- **Brief**:
Gather each line in the records below that contains the string "position", treating uppercase and lowercase letters as distinct.

═════ Records for this exercise

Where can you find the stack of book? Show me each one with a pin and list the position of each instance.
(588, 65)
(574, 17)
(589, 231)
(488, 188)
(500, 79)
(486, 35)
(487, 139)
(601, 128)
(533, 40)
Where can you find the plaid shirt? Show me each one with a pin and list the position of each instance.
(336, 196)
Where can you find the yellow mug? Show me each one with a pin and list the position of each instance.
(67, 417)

══════════
═════ Records for this exercise

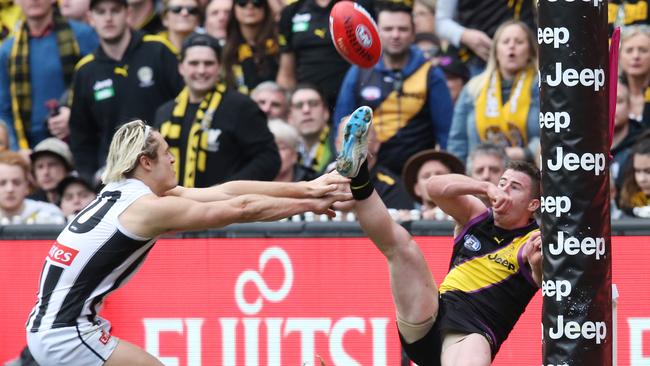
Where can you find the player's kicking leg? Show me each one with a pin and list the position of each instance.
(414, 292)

══════════

- **Exercise solution**:
Where can you find the stack of book? Show me each one with a pin and list the position of each instance.
Where can you find the plaid shirt? Show me each one with a pin and list the position of each instance.
Where can you find the yellow mug? Show me each one with a pin and list the position of each instance.
Where can you find the player's kicking leg? Show me each one with a pin and list the position of each instance.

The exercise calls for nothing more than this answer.